* START Source document *

And, pursuant to the regulations, each took the oath of office.
Section 602.4(a), 6 Fed.Reg. 6826.
Samuels registered under the Act in February, 1942. In May and
July, 1942, he filed with his local board questionnaires stating
that he had had two years of high school education; that he was a
student at the Mesifta Theological Seminary preparing for the
rabbinate; that, since 1940, his regular occupation was that of a
clerk; that, for the past two years, he had been employed by a
textile company, and that the job for which he was best fitted was
that of a spiritual leader and a teacher of Hebrew or rabbinical
duties. The local board was advised by the seminary that Samuels
had attended there since he was six years old, that he had finished
the eight-year elementary course and the four year pre-rabbinical
course, that he had been admitted to the rabbinical division in
1937, that he left the school in 1939 to seek employment, that he
returned to the evening school in September, 1941, and that he was
transferred to the day session in July, 1942,
Page 329 U. S. 310
which, as later appeared, was a few days before the school
closed for the summer.
In August, 1942, the local board classified him IV-D. Section
622.44(a), 6 Fed.Reg. 6607, 6766. In May, 1944, he was given a
physical examination and found acceptable for military service.
Thereafter, the city director requested that he appear before the
theological panel in respect to his claim to a IV-D classification.
He appeared before the panel in June, 1944, stating
inter
alia, that he expected to graduate from the seminary in 1945,
that ill health caused him to leave the school in 1939, that,
between 1940 and 1942, he worked as a clerk, and that he returned
to the seminary as a full-time student at about the time he filed
his selective service questionnaire.

* END Source document *

* **Exercise**: Please print the part of the Samuels passage starting with "In August, 1942, the" and going on through "a IV-D classification.", word for word. Work from the Samuels passage alone.

* START Information shown *

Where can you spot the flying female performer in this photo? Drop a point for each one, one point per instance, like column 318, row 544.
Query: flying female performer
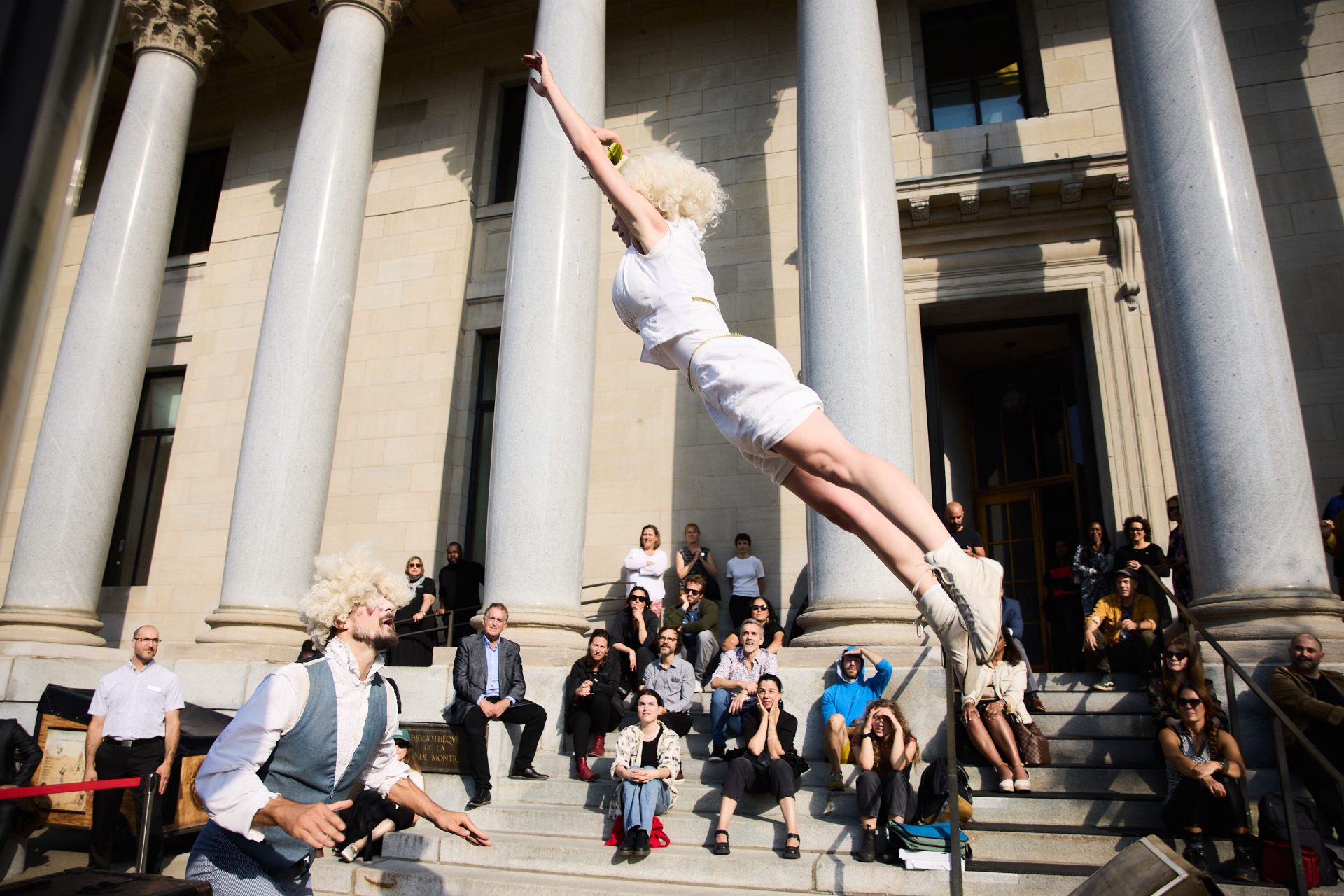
column 664, row 292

* END Information shown *

* **Task result**:
In August, 1942, the local board classified him IV-D. Section
622.44(a), 6 Fed.Reg. 6607, 6766. In May, 1944, he was given a
physical examination and found acceptable for military service.
Thereafter, the city director requested that he appear before the
theological panel in respect to his claim to a IV-D classification.